◆ Instructions to follow
In the following material, identify every line holding the string "shirt" and return it.

◆ Extracted information
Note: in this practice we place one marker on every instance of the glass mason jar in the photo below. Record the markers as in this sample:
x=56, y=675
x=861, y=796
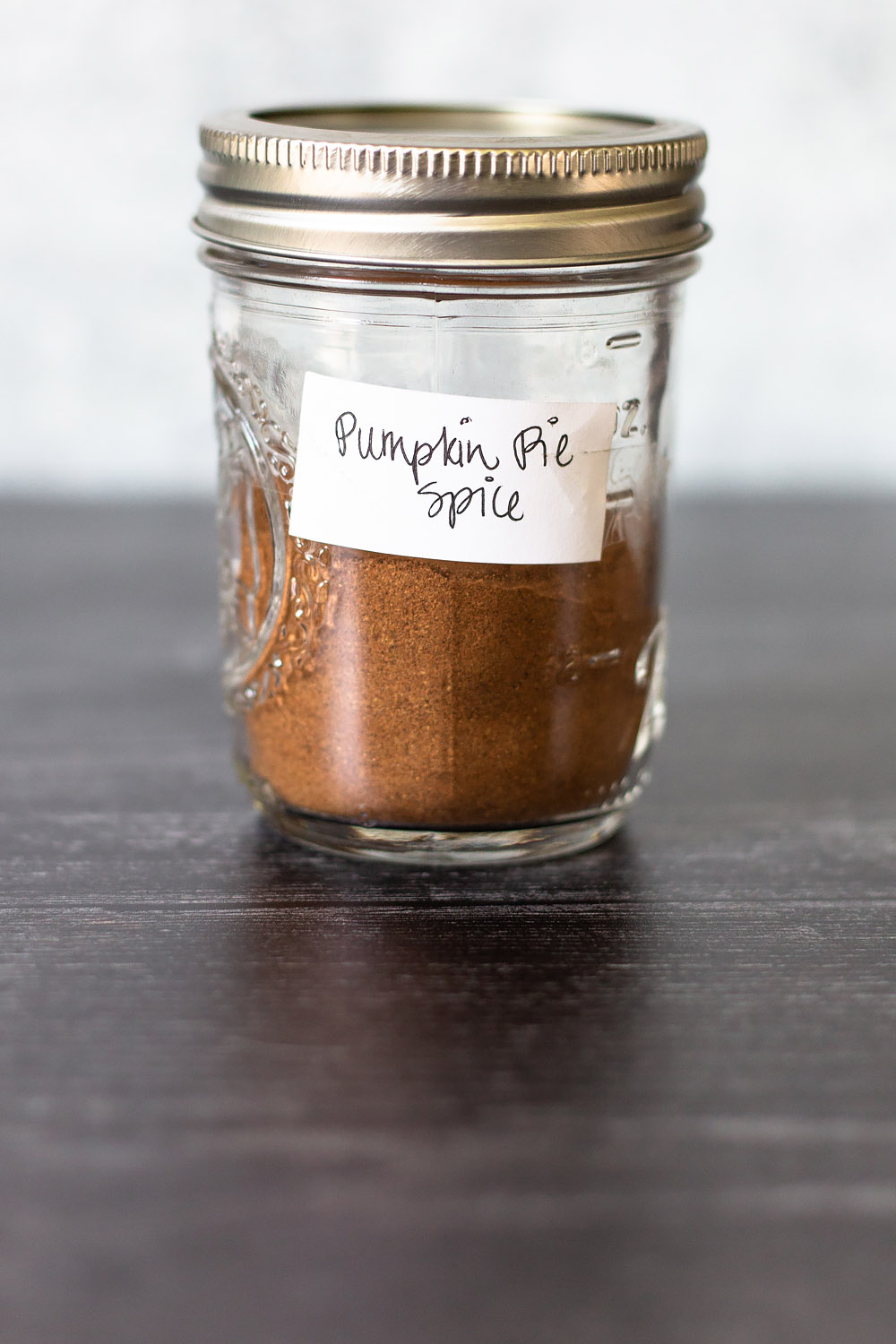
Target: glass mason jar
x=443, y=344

* * *

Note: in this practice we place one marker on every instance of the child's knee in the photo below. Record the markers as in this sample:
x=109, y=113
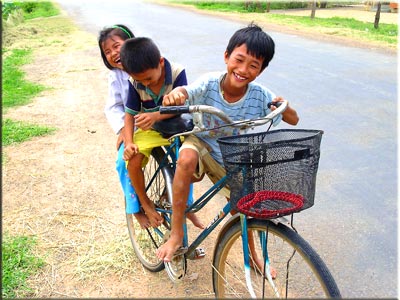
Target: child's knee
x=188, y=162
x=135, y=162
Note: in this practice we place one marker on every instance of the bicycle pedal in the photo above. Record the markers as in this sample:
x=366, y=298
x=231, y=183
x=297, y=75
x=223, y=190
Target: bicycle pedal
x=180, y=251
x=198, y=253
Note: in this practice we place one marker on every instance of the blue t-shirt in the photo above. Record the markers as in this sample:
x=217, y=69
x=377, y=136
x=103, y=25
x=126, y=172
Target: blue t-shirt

---

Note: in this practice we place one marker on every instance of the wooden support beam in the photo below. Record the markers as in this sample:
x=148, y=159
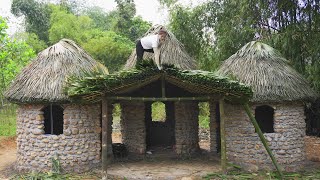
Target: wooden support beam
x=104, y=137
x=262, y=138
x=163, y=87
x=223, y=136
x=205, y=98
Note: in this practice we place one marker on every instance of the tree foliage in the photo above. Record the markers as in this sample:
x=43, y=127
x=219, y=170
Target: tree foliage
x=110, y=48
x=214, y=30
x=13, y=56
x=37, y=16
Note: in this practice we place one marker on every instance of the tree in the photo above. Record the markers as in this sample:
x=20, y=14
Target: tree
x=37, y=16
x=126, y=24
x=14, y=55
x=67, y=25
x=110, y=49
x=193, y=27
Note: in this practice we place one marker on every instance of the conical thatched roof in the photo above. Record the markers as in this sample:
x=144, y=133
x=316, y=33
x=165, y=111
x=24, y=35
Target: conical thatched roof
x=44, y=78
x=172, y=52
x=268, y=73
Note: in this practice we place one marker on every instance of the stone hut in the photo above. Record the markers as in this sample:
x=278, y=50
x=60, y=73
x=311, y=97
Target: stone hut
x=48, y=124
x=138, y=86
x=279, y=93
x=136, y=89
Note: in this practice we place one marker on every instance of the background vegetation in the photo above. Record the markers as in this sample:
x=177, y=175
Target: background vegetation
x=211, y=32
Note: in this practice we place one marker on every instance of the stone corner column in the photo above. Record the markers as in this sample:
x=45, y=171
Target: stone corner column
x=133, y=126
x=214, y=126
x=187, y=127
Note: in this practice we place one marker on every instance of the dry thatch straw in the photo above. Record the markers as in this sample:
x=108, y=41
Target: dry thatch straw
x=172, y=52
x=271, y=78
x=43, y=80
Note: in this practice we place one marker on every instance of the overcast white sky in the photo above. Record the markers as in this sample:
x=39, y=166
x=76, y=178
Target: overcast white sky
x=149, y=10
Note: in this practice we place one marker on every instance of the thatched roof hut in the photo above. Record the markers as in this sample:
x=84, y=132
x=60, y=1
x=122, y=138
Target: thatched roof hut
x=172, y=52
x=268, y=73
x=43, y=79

◆ Final answer
Note: in this practice we place one marker on every instance of the blue t-shirt in the photo above. Record the markers as in this sample:
Target: blue t-shirt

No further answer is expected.